Render the listing as a Markdown table with the columns No. and Text, starting at the line containing "Every instance of the flower" and continuing through the end of the listing, with both ends included. Number each line in No., put the line itself in Text, and leave out any blank lines.

▶ _Recorded data_:

++++++

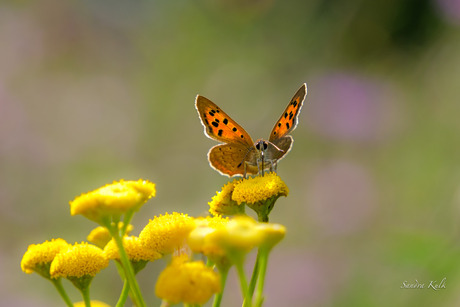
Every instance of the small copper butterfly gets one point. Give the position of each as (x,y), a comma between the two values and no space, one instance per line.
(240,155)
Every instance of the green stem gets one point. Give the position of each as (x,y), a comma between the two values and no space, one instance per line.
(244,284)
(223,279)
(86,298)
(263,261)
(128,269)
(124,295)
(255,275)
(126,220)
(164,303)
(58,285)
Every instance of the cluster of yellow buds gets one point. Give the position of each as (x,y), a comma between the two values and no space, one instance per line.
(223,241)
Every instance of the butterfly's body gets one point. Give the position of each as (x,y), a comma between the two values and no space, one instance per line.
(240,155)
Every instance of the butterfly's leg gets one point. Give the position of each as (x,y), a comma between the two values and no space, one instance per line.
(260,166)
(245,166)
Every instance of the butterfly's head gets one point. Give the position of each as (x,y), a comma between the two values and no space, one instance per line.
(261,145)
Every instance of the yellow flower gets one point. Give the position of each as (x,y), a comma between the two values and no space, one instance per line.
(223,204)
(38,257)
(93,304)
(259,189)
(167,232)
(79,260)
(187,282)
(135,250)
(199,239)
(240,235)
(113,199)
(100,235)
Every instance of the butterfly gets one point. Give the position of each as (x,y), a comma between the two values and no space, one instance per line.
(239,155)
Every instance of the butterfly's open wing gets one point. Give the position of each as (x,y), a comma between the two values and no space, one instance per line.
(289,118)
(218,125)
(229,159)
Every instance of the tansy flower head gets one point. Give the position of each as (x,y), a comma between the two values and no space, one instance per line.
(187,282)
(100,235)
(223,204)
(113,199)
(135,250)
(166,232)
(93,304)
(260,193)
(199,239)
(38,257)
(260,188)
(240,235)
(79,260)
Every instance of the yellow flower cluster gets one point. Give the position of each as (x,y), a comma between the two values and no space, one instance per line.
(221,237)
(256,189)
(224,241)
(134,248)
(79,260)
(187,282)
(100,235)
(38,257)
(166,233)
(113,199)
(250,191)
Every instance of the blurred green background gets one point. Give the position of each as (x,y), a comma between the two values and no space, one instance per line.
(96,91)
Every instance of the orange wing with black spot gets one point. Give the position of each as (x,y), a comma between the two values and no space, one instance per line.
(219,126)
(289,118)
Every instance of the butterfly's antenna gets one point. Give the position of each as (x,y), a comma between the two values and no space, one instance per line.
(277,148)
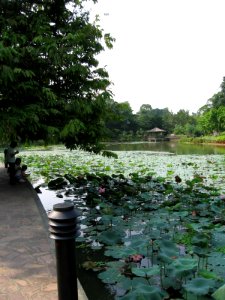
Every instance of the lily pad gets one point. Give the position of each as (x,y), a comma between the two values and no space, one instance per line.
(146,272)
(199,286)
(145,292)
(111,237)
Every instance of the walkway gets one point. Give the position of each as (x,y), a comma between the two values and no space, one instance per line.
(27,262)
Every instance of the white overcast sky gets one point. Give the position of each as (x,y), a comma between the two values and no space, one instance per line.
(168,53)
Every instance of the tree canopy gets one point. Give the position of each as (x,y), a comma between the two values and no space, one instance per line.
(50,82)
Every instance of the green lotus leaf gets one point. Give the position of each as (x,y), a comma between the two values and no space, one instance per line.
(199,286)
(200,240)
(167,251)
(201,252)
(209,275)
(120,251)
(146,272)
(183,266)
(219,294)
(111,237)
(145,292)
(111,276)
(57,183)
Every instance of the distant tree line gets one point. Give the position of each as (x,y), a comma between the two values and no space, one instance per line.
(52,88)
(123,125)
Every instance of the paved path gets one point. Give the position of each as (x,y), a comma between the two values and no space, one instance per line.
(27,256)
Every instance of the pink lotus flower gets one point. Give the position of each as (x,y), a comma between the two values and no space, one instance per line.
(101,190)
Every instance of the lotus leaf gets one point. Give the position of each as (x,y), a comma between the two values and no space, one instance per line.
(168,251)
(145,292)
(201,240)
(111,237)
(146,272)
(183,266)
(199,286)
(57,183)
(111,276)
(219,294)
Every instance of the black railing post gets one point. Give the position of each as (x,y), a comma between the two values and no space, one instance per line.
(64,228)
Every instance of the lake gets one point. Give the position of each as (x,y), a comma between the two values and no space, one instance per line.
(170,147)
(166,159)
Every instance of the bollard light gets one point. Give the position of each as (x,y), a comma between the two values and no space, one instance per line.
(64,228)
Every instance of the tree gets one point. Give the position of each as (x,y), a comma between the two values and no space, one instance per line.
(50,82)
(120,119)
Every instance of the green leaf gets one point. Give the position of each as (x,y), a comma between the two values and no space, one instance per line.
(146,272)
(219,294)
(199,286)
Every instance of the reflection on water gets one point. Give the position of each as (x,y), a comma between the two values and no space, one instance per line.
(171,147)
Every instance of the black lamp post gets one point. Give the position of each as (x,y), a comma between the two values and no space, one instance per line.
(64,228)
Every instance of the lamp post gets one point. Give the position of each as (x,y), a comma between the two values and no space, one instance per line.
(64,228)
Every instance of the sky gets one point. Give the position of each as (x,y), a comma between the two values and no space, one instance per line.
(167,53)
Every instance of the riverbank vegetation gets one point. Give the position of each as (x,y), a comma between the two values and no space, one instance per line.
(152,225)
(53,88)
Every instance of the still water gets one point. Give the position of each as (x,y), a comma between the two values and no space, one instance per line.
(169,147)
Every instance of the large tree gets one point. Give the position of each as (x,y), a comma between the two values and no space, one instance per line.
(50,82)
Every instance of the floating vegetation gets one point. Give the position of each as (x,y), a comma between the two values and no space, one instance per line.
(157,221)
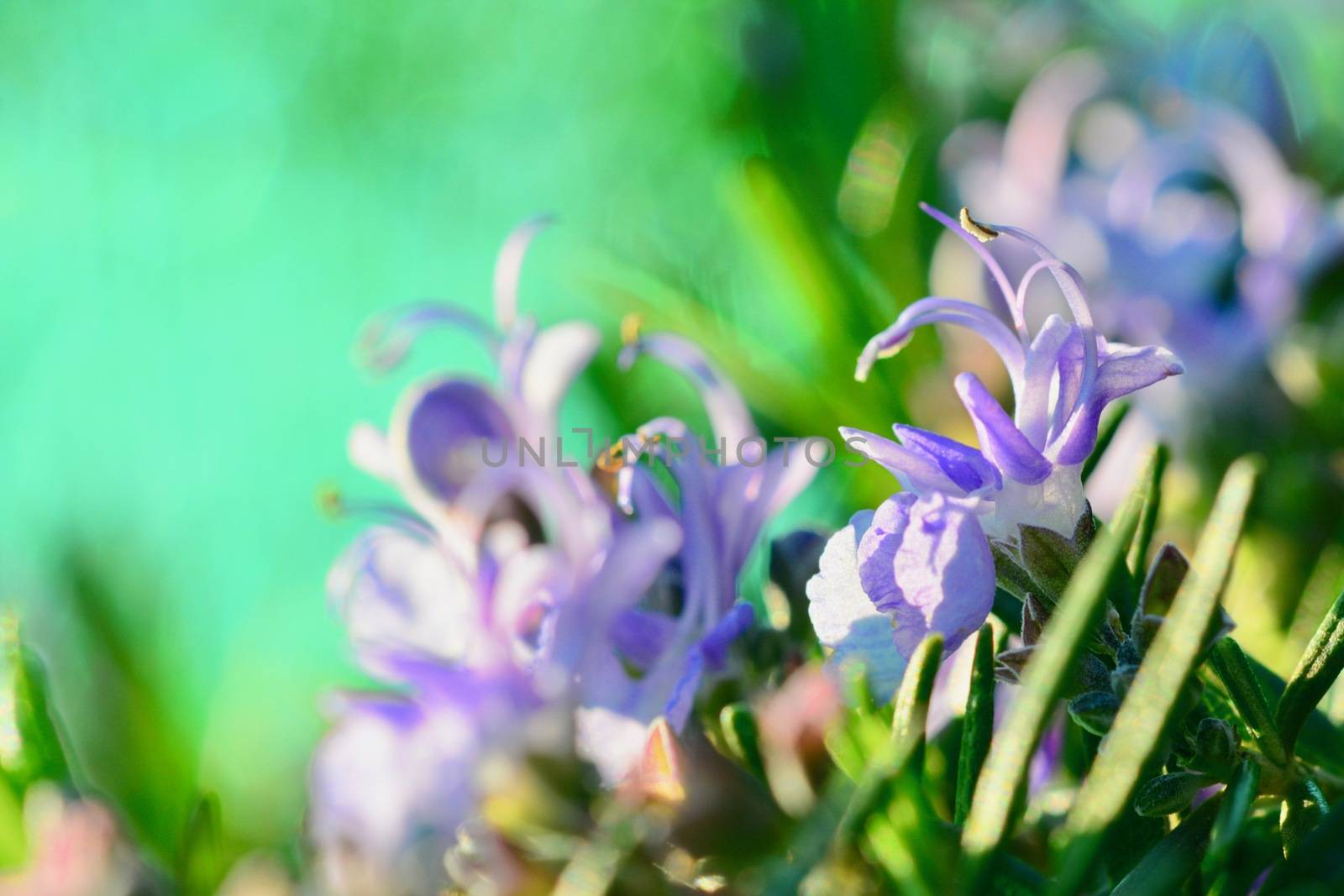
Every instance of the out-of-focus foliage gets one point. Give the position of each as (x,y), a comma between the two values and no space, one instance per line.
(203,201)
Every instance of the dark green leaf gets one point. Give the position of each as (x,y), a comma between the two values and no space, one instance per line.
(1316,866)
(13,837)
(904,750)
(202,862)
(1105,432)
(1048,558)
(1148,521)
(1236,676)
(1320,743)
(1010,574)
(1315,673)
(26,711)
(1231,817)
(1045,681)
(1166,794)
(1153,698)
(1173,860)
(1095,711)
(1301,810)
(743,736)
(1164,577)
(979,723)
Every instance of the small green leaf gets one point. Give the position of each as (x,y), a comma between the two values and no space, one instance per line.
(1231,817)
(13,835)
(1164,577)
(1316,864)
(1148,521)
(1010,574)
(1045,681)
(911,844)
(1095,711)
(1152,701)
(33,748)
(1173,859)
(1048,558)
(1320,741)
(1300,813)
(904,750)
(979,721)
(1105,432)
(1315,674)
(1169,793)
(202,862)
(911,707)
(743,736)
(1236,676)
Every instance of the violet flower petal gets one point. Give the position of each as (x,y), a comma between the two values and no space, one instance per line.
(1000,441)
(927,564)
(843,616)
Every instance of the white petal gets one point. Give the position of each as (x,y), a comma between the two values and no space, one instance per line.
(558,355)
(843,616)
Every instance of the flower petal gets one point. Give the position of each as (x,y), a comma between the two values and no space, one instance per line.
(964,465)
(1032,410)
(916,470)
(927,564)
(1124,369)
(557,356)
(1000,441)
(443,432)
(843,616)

++++++

▶ _Exercise result_:
| No. | Text |
|---|---|
| 1 | Every instance of the flower petal gets one point. Give the position of each as (x,y), a comma between the two values and no space, one instance per line. |
| 2 | (964,465) |
| 3 | (1032,410) |
| 4 | (916,470) |
| 5 | (927,564) |
| 6 | (1124,369) |
| 7 | (557,356) |
| 8 | (1000,441) |
| 9 | (443,432) |
| 10 | (843,616) |